(Saved entries)
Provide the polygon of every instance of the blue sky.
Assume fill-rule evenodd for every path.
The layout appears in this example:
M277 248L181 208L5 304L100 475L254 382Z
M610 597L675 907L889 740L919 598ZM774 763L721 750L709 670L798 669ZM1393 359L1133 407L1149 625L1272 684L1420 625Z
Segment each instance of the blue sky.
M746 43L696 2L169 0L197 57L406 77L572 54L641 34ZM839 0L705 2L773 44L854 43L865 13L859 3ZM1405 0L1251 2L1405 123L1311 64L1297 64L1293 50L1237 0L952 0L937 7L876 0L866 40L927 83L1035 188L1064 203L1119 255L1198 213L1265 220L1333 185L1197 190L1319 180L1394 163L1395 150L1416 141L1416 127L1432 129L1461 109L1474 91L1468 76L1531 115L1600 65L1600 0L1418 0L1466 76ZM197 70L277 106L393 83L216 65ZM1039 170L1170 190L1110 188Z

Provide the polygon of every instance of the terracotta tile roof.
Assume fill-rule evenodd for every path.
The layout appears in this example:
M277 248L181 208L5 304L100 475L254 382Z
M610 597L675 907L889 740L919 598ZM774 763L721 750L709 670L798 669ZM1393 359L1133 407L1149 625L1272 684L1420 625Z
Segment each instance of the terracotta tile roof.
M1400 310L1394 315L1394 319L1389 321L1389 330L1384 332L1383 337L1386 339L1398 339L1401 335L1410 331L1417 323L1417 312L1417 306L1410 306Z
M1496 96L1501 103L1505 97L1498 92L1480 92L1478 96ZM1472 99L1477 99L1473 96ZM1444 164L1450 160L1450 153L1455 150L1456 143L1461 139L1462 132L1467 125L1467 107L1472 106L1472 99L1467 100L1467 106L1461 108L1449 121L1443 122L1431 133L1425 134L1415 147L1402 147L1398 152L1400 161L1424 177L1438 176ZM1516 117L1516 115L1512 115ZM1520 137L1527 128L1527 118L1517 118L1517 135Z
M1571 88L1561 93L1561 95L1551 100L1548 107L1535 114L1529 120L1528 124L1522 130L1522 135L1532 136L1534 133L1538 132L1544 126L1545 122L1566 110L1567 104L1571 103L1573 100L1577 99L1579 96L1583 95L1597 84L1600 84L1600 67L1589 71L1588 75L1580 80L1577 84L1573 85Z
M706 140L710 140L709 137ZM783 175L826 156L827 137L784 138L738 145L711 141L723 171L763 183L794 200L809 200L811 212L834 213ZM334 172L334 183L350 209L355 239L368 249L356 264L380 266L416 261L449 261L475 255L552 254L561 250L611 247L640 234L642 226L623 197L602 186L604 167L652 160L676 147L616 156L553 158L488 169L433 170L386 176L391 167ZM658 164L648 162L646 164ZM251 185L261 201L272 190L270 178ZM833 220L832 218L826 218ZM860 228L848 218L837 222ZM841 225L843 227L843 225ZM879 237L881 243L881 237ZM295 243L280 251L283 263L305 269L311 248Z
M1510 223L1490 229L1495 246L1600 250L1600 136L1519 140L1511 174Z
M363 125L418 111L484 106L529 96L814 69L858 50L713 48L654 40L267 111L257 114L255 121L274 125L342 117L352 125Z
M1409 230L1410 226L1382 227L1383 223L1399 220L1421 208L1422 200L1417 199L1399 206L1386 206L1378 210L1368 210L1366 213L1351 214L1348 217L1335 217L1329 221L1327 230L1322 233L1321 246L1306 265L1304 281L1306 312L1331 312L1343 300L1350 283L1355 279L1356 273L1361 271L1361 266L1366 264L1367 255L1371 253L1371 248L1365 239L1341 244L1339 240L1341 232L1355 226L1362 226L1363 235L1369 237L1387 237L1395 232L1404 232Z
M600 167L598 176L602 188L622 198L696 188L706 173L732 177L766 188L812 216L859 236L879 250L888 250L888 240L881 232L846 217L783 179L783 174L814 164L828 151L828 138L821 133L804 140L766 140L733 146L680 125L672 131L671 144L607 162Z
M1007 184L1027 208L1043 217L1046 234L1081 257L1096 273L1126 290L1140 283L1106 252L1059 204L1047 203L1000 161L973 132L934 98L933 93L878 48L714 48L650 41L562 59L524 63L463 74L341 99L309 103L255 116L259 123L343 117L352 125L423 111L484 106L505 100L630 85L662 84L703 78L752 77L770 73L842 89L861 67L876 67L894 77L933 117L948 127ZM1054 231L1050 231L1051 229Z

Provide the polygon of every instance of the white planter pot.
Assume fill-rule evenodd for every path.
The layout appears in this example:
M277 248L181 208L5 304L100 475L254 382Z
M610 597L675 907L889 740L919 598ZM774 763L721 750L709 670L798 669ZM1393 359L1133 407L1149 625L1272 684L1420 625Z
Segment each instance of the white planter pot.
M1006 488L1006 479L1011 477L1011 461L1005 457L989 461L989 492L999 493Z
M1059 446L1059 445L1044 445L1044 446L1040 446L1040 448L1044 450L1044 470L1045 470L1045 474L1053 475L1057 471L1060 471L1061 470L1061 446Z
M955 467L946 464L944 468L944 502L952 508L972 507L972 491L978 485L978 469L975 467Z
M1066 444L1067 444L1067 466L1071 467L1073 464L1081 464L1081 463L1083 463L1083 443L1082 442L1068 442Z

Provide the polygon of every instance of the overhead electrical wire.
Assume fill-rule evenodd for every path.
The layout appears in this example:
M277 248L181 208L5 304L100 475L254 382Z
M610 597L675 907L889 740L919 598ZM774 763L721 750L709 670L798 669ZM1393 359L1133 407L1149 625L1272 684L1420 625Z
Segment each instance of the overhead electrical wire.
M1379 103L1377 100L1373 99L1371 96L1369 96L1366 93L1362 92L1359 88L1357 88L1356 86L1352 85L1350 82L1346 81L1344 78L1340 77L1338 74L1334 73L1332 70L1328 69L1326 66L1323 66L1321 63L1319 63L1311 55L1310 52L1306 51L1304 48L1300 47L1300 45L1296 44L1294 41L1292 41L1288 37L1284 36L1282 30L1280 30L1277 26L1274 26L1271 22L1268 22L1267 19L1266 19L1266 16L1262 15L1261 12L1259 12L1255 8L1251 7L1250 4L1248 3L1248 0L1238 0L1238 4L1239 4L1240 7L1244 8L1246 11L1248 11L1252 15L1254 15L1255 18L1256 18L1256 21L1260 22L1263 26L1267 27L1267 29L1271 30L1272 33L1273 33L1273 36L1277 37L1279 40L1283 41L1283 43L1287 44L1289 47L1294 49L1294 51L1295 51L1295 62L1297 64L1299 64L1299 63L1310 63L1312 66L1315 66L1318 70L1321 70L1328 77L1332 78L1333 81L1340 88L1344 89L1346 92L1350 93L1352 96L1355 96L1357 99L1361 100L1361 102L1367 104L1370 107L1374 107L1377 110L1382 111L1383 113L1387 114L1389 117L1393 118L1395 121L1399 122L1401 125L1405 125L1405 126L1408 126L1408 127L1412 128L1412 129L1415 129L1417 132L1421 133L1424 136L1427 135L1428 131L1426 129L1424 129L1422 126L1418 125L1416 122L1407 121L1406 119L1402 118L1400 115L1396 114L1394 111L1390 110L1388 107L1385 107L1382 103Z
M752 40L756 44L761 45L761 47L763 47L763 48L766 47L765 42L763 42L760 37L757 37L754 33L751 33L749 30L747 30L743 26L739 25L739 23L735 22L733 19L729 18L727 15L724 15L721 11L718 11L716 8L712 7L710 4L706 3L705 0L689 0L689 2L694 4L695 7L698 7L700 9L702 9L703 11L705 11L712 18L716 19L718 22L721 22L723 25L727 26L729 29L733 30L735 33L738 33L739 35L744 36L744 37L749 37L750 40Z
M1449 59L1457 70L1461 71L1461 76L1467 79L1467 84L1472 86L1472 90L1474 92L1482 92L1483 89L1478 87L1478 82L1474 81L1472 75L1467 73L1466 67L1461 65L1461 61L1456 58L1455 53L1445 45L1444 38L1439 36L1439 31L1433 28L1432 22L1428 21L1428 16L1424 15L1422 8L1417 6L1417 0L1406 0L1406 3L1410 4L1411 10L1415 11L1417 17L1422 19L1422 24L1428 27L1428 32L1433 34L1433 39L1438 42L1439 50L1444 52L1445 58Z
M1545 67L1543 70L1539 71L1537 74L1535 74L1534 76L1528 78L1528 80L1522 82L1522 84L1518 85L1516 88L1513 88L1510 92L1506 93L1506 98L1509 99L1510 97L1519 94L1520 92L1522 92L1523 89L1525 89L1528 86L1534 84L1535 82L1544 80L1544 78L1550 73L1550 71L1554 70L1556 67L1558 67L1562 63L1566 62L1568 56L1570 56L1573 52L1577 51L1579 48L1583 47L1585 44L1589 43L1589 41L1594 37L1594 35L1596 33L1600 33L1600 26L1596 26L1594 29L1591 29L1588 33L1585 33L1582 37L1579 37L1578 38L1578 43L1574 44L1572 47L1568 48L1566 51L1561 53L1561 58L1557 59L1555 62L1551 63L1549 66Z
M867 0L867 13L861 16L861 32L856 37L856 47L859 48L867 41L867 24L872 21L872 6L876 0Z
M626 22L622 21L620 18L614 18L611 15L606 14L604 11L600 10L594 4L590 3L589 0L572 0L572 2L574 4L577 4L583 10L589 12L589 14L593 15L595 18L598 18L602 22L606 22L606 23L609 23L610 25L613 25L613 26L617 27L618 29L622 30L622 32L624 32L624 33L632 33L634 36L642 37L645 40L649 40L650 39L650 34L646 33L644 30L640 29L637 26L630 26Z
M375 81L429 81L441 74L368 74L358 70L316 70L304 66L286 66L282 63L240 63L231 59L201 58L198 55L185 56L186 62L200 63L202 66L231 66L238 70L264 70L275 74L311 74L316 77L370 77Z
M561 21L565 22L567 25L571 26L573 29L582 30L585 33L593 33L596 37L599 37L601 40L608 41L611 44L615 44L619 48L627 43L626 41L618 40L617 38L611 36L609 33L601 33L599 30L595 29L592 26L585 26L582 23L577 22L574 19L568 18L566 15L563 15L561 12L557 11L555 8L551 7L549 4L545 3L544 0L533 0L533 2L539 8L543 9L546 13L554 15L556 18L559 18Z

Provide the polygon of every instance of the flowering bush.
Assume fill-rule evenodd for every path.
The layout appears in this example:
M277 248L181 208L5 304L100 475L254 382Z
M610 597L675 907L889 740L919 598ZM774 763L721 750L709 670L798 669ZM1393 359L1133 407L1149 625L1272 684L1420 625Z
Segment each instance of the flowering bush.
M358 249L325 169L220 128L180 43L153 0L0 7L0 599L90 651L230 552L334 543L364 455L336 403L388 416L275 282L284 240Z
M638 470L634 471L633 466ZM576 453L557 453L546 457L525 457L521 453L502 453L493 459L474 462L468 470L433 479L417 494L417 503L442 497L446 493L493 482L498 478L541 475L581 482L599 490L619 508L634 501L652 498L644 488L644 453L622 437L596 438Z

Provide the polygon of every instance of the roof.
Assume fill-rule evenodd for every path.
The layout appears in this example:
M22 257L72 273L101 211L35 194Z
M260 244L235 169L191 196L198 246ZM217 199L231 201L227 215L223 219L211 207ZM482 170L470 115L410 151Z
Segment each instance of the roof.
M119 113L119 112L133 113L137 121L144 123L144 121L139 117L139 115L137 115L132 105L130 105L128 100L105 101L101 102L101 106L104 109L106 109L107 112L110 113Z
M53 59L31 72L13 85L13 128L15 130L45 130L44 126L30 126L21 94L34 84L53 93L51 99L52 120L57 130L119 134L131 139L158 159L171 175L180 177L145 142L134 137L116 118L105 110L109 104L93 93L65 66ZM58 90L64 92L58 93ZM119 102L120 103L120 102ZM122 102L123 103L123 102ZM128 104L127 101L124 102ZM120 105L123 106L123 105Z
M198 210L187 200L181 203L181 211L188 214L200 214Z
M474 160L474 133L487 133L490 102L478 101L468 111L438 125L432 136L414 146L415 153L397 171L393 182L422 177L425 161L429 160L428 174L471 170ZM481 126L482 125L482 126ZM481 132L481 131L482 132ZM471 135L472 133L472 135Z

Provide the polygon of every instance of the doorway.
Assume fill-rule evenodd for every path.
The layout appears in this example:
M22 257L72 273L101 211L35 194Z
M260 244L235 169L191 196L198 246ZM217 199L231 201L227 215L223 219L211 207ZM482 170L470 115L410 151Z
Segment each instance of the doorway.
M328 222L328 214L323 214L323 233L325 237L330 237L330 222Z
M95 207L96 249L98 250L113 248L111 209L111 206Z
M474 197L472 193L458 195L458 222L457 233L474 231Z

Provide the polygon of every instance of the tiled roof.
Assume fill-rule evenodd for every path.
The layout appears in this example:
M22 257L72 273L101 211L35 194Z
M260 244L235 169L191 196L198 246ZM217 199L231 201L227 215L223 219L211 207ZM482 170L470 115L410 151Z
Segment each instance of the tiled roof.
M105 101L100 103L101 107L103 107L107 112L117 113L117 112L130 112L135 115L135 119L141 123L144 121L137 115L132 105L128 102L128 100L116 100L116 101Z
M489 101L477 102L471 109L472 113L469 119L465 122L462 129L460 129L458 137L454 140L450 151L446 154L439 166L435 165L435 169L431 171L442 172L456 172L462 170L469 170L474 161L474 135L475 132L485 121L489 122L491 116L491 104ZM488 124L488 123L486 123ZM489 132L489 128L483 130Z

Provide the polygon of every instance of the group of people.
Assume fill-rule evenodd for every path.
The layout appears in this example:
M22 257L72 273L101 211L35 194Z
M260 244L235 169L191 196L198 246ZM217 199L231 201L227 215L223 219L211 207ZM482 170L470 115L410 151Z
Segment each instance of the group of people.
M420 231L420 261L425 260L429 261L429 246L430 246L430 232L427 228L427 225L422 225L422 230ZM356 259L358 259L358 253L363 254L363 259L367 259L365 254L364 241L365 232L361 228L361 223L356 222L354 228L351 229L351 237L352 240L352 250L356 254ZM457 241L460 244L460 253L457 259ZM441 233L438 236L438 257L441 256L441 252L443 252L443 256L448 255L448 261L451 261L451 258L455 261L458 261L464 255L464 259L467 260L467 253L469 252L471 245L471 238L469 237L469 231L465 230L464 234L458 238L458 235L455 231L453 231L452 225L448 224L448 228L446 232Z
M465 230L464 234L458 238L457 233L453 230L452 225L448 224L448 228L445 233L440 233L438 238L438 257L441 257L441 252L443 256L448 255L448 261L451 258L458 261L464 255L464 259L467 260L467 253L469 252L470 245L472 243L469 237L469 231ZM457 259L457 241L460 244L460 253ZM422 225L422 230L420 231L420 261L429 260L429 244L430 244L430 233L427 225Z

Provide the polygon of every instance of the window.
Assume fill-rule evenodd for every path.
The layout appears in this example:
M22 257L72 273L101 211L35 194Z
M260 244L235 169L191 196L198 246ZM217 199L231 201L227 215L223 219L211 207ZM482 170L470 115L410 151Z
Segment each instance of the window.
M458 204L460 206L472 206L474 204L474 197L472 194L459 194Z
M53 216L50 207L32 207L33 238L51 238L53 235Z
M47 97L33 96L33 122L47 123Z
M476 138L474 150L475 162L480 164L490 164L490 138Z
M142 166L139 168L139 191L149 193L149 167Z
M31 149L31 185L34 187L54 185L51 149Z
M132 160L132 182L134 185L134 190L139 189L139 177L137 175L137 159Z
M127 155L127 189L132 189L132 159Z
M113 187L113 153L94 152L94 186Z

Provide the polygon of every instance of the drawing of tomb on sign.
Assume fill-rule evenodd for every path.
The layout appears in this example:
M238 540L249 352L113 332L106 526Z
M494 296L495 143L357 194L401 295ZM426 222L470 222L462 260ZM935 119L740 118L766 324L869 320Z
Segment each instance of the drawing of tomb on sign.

- _What to do_:
Set down nothing but the lines from the one with "M238 540L249 352L113 332L106 526Z" through the end of the records, keeping each line exactly as written and including both ends.

- _Your solution_:
M238 540L249 352L113 332L106 526Z
M494 296L495 143L357 194L401 295ZM426 222L470 222L462 260ZM935 119L740 118L766 324L869 320Z
Segment each instance of the drawing of tomb on sign.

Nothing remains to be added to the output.